**What you need to do**
Copy each entry verbatim, excluding its images.
****************************************
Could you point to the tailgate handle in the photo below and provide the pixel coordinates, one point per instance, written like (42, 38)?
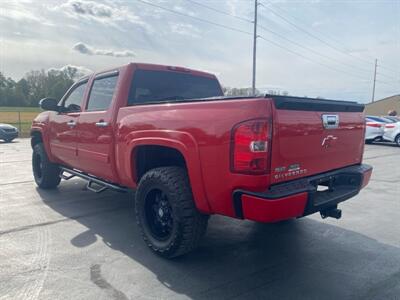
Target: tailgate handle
(330, 121)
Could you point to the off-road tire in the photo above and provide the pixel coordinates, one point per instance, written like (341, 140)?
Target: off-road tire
(189, 225)
(46, 173)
****************************************
**Written answer**
Could you point to the tailgate handle in the photo below and provide the pixel coordinates, one point per instance, written like (42, 38)?
Target: tailgate handle
(330, 121)
Could you point to the off-road tire in the photo above and provide the pixel coordinates, one point per instance, written like (341, 140)?
Target: off-road tire
(189, 225)
(46, 173)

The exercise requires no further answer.